> _WRITTEN EXERCISE_
Quote all of the data below exactly, please.

> _RECORDS FOR THIS TASK_

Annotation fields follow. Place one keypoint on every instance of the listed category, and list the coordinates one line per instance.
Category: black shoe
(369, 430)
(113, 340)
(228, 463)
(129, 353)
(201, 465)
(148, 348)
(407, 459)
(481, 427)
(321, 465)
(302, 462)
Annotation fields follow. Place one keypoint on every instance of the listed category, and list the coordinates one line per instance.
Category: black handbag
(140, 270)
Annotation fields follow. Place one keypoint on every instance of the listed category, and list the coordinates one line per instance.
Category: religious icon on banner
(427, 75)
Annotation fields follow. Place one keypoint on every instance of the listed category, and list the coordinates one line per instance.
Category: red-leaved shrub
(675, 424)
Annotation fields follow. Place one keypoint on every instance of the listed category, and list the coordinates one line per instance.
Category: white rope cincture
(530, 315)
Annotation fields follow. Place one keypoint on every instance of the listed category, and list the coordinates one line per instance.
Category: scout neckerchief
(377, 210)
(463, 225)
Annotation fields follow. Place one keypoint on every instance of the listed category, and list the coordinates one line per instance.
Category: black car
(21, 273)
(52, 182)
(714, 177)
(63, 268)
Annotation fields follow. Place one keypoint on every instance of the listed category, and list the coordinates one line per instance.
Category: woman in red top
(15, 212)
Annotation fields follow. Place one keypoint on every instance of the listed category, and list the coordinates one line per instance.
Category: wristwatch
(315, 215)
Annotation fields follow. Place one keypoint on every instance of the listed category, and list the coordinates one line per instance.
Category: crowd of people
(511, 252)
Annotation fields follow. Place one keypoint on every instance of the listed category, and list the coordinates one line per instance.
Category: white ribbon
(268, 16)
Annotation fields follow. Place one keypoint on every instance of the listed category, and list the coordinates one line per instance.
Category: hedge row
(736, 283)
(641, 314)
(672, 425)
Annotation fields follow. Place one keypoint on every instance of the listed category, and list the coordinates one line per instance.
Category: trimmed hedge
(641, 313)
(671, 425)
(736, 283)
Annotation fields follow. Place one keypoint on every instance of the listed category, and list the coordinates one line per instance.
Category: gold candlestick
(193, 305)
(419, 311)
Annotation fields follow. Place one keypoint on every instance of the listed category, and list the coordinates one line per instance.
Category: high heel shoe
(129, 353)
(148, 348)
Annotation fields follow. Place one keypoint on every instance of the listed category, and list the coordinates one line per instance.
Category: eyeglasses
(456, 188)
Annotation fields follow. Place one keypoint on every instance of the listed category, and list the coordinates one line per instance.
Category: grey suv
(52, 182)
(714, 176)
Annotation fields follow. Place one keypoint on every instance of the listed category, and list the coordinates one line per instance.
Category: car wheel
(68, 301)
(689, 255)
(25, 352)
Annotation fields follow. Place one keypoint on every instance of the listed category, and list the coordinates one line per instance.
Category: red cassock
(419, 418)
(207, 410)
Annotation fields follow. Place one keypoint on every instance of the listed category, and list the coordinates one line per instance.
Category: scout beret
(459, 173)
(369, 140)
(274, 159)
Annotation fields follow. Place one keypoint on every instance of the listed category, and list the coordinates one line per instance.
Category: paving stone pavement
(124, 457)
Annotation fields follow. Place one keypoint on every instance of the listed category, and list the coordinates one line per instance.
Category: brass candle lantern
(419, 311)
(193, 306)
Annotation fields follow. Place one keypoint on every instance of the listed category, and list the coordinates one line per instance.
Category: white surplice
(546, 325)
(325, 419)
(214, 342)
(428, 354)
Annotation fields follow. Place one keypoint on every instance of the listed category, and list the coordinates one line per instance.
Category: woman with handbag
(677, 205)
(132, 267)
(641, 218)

> _SOLUTION FOR THIS TASK_
Annotation fields follow. Place one keypoint on every instance of the listed category, and list the coordinates one line per instance.
Category: black shoe
(369, 430)
(113, 340)
(228, 463)
(129, 353)
(201, 465)
(148, 348)
(407, 459)
(481, 427)
(321, 465)
(302, 462)
Annotation fields follow. Place one keypoint on every instance of the listed category, and list the coordinates one line per instance.
Category: black handbag
(140, 270)
Annotation fields follow. Place one keypoint on every instance of the listed category, and list the coordinates one line per instance.
Category: religious icon on banner
(427, 75)
Annotation fields follow. Place one keypoint on every instance of the listed category, and list the coordinates one line per instance.
Category: red-leaved shrub
(675, 424)
Annotation fields follow. Place one keypoint on every instance of the listed category, and list the coordinates one line per instance.
Category: white rope cincture
(530, 315)
Annotation fields follow. Place one keypoint on every instance of the listed category, and list the coordinates one line per instance.
Category: scout neckerchief
(377, 210)
(463, 225)
Annotation fields follow. Place one keypoint on every instance of the listed category, and list the coordinates one line per instance.
Category: black car
(21, 273)
(52, 182)
(714, 177)
(63, 268)
Annotation fields follow. Place one keypoint on every instance of the listed category, and list the coordinates one line per instance.
Category: woman in red top
(15, 212)
Annotation fields follow. Place one keypoint on every instance of the listed category, and list the coordinates one line per instance.
Category: wristwatch
(315, 215)
Annotation fields follow. Place one keypoint on every instance of the listed category, and list the coordinates one line per instance.
Category: crowd of people
(511, 252)
Annotation fields follow. Place one keypoint on every instance of the listed category, and list the coordinates one line per instance.
Category: white ribbon
(268, 16)
Annotation fields follow. Place one keypoint on every instance of the listed category, and list the coordinates one line per instance.
Category: hedge row
(736, 283)
(641, 314)
(672, 425)
Annotation fields follow. Place one keypoint on every instance of the listed category, and list the coordinates one line per instance.
Category: trimmed hedge
(641, 313)
(671, 425)
(736, 283)
Annotation fields follow. Place one keypoint on every instance of the listed category, and list the coordinates one line per instance.
Category: gold candlestick
(193, 305)
(419, 311)
Annotation fields follow. Place one keypoint on every instance of the listed category, and list the coordinates one line per instance.
Category: high heel shoe
(129, 353)
(148, 348)
Annotation fields follow. Place one keypoint on every instance of the listed category, and list the coordinates one line per instance.
Category: eyeglasses
(456, 188)
Annotation fields follow. Place one keypoint on every instance of the listed category, and list the coordinates one line per instance.
Category: grey suv
(52, 182)
(714, 176)
Annotation fields follow. Place one keypoint on every instance of the listed category, and list the coordinates one line per instance.
Category: car wheel
(68, 301)
(689, 255)
(25, 352)
Annotation fields follow. Place one keypoint on every instance of the listed category, and list the coordinates one line per instance.
Category: red cassock
(419, 418)
(207, 410)
Annotation fields follow. Place one keypoint on every instance of the listed category, and list the coordinates one line per instance.
Category: scout beret
(459, 173)
(369, 140)
(274, 159)
Annotation fields follow. Place one keypoint on every instance of the listed category, and list the coordinates one line per instance.
Category: paving stone pavement
(124, 457)
Annotation fields follow. Place one keypoint on every instance of the listed category, and list the coordinates one line per instance.
Category: brass candle lantern
(419, 311)
(193, 306)
Annotation fields follow. Place one keypoint on every instance of the listed category, and list the coordinates one line per instance.
Category: white surplice
(546, 325)
(325, 419)
(214, 342)
(428, 354)
Annotation fields follow. Place one keypoint on every instance of the listed category, and list the coordinates one line per instance.
Category: woman with handbag
(677, 205)
(132, 267)
(641, 218)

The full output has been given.